═════ Data listing

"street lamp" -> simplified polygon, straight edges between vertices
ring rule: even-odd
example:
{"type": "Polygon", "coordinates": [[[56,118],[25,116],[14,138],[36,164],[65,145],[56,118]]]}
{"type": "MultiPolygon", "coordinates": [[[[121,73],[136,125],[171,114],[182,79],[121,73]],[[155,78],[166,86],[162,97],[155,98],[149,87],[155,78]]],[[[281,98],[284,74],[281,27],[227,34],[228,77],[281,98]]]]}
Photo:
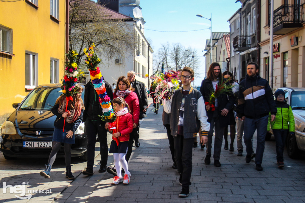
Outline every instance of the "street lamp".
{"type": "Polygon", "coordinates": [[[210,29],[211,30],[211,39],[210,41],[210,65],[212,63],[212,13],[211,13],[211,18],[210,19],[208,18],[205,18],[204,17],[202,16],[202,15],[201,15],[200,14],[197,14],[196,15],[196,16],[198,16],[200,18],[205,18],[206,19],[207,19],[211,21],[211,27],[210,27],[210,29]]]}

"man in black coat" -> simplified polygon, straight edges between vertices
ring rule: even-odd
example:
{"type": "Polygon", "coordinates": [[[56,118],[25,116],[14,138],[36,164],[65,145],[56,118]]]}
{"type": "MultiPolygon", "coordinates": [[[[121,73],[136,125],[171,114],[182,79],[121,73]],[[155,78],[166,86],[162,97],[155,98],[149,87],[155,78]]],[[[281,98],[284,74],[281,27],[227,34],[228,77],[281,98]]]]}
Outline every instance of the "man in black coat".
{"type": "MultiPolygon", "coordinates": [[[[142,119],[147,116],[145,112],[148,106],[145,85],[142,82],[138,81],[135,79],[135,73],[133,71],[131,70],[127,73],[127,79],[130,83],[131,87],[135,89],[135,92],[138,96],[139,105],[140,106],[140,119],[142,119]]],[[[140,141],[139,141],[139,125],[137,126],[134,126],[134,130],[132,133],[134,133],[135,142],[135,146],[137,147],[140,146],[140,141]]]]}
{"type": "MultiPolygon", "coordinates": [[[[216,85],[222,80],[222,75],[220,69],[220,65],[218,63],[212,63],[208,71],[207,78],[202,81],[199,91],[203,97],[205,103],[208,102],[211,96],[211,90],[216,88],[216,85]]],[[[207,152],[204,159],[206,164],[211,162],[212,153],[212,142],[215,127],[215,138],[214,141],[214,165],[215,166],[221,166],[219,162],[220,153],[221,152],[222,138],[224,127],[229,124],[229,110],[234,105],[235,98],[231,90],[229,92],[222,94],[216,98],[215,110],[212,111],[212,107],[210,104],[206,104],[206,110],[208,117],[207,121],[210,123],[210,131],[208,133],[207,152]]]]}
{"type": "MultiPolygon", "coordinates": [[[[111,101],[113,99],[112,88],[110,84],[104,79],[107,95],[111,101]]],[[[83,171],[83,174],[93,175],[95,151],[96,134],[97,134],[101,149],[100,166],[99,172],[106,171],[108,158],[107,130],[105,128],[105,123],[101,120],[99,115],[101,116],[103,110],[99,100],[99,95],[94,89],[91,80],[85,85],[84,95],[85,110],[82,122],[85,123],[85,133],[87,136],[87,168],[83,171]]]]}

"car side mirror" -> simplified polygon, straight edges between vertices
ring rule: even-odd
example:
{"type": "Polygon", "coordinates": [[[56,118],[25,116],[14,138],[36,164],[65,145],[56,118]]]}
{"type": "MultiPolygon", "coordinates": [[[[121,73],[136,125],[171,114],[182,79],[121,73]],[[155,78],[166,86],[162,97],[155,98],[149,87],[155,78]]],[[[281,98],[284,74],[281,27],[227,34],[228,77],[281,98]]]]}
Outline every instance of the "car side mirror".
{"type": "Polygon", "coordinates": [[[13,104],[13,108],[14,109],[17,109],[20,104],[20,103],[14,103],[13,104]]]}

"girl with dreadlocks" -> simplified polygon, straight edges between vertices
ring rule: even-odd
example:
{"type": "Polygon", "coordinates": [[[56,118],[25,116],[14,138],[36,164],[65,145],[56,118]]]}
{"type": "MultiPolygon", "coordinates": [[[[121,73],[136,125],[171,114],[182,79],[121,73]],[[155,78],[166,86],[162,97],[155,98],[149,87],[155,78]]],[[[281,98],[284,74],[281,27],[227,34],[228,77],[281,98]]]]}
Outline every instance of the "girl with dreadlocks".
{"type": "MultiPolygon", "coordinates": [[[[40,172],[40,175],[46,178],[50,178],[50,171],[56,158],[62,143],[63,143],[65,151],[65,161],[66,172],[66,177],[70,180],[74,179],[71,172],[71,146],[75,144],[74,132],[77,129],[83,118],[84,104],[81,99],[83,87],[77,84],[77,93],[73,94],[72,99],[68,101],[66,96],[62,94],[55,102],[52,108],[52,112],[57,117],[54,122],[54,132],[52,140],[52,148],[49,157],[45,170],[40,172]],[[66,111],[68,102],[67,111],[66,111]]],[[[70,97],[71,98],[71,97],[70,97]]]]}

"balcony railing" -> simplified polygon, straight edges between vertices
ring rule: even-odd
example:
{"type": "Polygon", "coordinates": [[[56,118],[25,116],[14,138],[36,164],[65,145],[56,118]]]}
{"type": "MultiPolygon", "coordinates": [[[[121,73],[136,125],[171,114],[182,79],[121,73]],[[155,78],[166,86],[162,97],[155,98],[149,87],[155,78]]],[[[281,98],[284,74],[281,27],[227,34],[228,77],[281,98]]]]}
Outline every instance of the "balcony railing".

══════════

### What the exercise asks
Repeat the full listing above exactly, with no pictures in the copy.

### The completed task
"street lamp" -> simplified polygon, straight edges between vertices
ring rule: even-odd
example:
{"type": "Polygon", "coordinates": [[[56,118],[25,116],[14,138],[36,164],[65,145],[56,118]]]}
{"type": "MultiPolygon", "coordinates": [[[[121,73],[136,125],[171,114],[182,79],[121,73]],[[155,78],[166,86],[162,97],[155,98],[149,87],[155,78]]],[[[281,98],[284,74],[281,27],[227,34],[228,77],[281,98]]]]}
Photo:
Outline every instance of the "street lamp".
{"type": "Polygon", "coordinates": [[[210,29],[211,30],[211,39],[210,41],[210,65],[212,63],[212,13],[211,13],[211,18],[210,19],[208,18],[205,18],[204,17],[202,16],[202,15],[201,15],[200,14],[197,14],[196,15],[196,16],[198,16],[200,18],[205,18],[206,19],[207,19],[211,21],[211,27],[210,27],[210,29]]]}

"man in black coat" -> simplified polygon, straight edges between vertices
ring rule: even-odd
example:
{"type": "Polygon", "coordinates": [[[56,118],[25,116],[14,138],[36,164],[65,145],[56,118]]]}
{"type": "MultiPolygon", "coordinates": [[[[121,73],[136,125],[171,114],[182,79],[121,73]],[[155,78],[166,86],[162,97],[155,98],[149,87],[155,78]]],[[[281,98],[284,74],[281,27],[227,34],[228,77],[281,98]]]]}
Outline every instance of the "man in black coat".
{"type": "MultiPolygon", "coordinates": [[[[142,119],[147,116],[145,112],[148,106],[145,85],[142,82],[138,81],[135,79],[135,73],[133,71],[131,70],[127,73],[127,79],[130,83],[131,87],[135,89],[135,92],[138,96],[139,105],[140,106],[140,119],[142,119]]],[[[140,141],[139,141],[139,125],[137,126],[134,126],[134,130],[132,133],[134,133],[135,142],[135,146],[137,147],[140,146],[140,141]]]]}
{"type": "MultiPolygon", "coordinates": [[[[216,85],[222,80],[222,75],[220,69],[220,65],[218,63],[212,63],[208,71],[207,78],[202,81],[199,91],[203,97],[205,103],[208,102],[211,96],[211,90],[216,88],[216,85]]],[[[207,152],[204,159],[206,164],[211,162],[212,153],[212,142],[215,127],[215,138],[214,141],[214,165],[215,166],[221,166],[219,162],[220,153],[221,152],[222,138],[224,127],[229,124],[229,110],[234,105],[235,98],[231,90],[229,92],[222,94],[216,98],[215,110],[212,111],[212,107],[210,104],[206,104],[206,110],[208,117],[207,121],[210,123],[210,131],[208,133],[207,152]]]]}
{"type": "MultiPolygon", "coordinates": [[[[111,101],[113,99],[112,88],[110,84],[104,79],[107,95],[111,101]]],[[[83,171],[83,174],[93,175],[95,151],[96,134],[97,134],[101,149],[100,166],[99,172],[106,171],[108,158],[107,130],[105,128],[105,123],[101,120],[99,115],[101,116],[103,110],[99,100],[99,95],[94,89],[91,80],[85,85],[84,95],[85,110],[82,122],[85,123],[85,133],[87,136],[87,168],[83,171]]]]}

"car side mirror" -> simplified polygon, straight edges between vertices
ring rule: even-odd
example:
{"type": "Polygon", "coordinates": [[[56,118],[25,116],[14,138],[36,164],[65,145],[56,118]]]}
{"type": "MultiPolygon", "coordinates": [[[[121,73],[136,125],[171,114],[182,79],[121,73]],[[155,78],[166,86],[162,97],[155,98],[149,87],[155,78]]],[[[281,98],[284,74],[281,27],[227,34],[228,77],[281,98]]]]}
Outline every instance of the "car side mirror".
{"type": "Polygon", "coordinates": [[[13,104],[13,108],[14,109],[17,109],[20,104],[20,103],[14,103],[13,104]]]}

"girl with dreadlocks" -> simplified polygon, straight edges between vertices
ring rule: even-odd
example:
{"type": "Polygon", "coordinates": [[[56,118],[25,116],[14,138],[36,164],[65,145],[56,118]]]}
{"type": "MultiPolygon", "coordinates": [[[[121,73],[136,125],[171,114],[182,79],[121,73]],[[155,78],[166,86],[162,97],[155,98],[149,87],[155,78]]],[[[281,98],[284,74],[281,27],[227,34],[228,77],[281,98]]]]}
Outline every instance of the "girl with dreadlocks".
{"type": "MultiPolygon", "coordinates": [[[[40,172],[40,175],[46,178],[50,178],[50,171],[56,158],[62,143],[63,143],[65,151],[65,161],[66,172],[66,177],[70,180],[74,179],[71,172],[71,146],[75,144],[74,132],[77,129],[83,118],[84,104],[81,99],[83,87],[77,84],[77,93],[73,94],[72,99],[68,101],[66,96],[62,94],[55,102],[52,108],[52,112],[57,117],[54,122],[54,132],[52,140],[52,148],[49,157],[45,170],[40,172]],[[66,111],[68,102],[67,111],[66,111]]],[[[70,97],[71,98],[71,97],[70,97]]]]}

"balcony railing" -> simplified polygon, straight edges between vertices
ring rule: even-odd
example:
{"type": "Polygon", "coordinates": [[[56,118],[25,116],[14,138],[36,164],[65,145],[56,118]]]}
{"type": "MultiPolygon", "coordinates": [[[[121,73],[136,125],[171,114],[182,79],[121,73]],[[155,78],[166,86],[162,97],[155,98],[149,87],[155,78]]],[[[281,98],[284,74],[281,27],[227,34],[228,77],[281,98]]]]}
Outline every instance of the "balcony railing".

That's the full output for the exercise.